-- begin Passage --

# Meet Mr. Money Mustache, the man who retired at 30



## GoldStone (Mar 6, 2011)

It's amazing how little you need to retire if you are willing to cut all the waste.

Meet Mr. Money Mustache, the man who retired at 30


----------



## Jungle (Feb 17, 2010)

I love this guys blog and feel like he's my long lost brother or something.. kind or weird, but I agree and do almost everything he writes, before he even wrote it. His attitude, spending and habits are very close to mine. Difference is, he's a better writer than me and probably a stronger will to make big changes like moving to a cheaper country to live, etc.


----------



## GoldStone (Mar 6, 2011)

He is very fortunate that he and his wife have the same attitude towards spending. :encouragement:


----------



## Jungle (Feb 17, 2010)

I would agree with that. I think that is a HUGE part of making his story successful. 
But you can say that with money in any relationship.. you should both be on the same page. (approx)
I just wish my wife would ride her bike to the transit! lol Not a big deal since we have accomplished so much already and our habits tend to follow..


----------



## Four Pillars (Apr 5, 2009)

He 'earns' quite a lot of money in retirement.


----------



## donald (Apr 18, 2011)

He def doesn't ''seem'' retired.Runs a blog/rental/markets/side construction jobs............More like the man @ 30 that doesn't have ''traditional'' employment?


----------



## Jungle (Feb 17, 2010)

A lot have pointed that out, but he has "own" definition of Retirement. He claims to be financially independent and his time is used for construction renos and blogging which also earns money. A guess different from a traditional retirement definition.

I guess when someone asked "what do you do?", you could say I do renovations/construction and blogging.


----------



## sags (May 15, 2010)

Another Derek Foster?


----------



## doctrine (Sep 30, 2011)

I like this guy, although the comparison to Derek Foster is fair. Both are still working, although it seems like on their terms and not 9-5.


----------



## Jungle (Feb 17, 2010)

I kind of disagree with the definition that if you're retired, you can't earn money by working. Maybe we need a new definition or title for this.

I think when I retire, I will do small stuff to stay busy. But It will be the stuff I enjoy and not need the money.


----------



## FrugalTrader (Oct 13, 2008)

I would call him financially free. His passive income is enough to cover his expenses so he doesn't "need" to work if he doesn't want to.


----------



## Eclectic12 (Oct 20, 2010)

Jungle said:


> I kind of disagree with the definition that if you're retired, you can't earn money by working. Maybe we need a new definition or title for this.
> 
> I think when I retire, I will do small stuff to stay busy. But It will be the stuff I enjoy and not need the money.


It would seem that if the definition is "needing" the money - then Mr Money Mustache is not retired as he clearly says that his living expenses are coming from the house rental.

Personally, I favour a definition that factors in the amount of time required for the "needed" money. If the house rental is taking most of his week to manage - then yes he is working. I suspect it doesn't which would mean he's retired.

-- end Passage --
-- begin Material provided --

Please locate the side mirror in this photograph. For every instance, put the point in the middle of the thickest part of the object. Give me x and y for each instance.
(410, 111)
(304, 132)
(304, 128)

-- end Material provided --

§ **What this task involves**: Reproduce word for word the part of the thread about Mr. Money Mustache from "I guess when" to "Another Derek Foster?".

§ **Answer to the exercise**:
I guess when someone asked "what do you do?", you could say I do renovations/construction and blogging.


----------



## sags (May 15, 2010)

Another Derek Foster?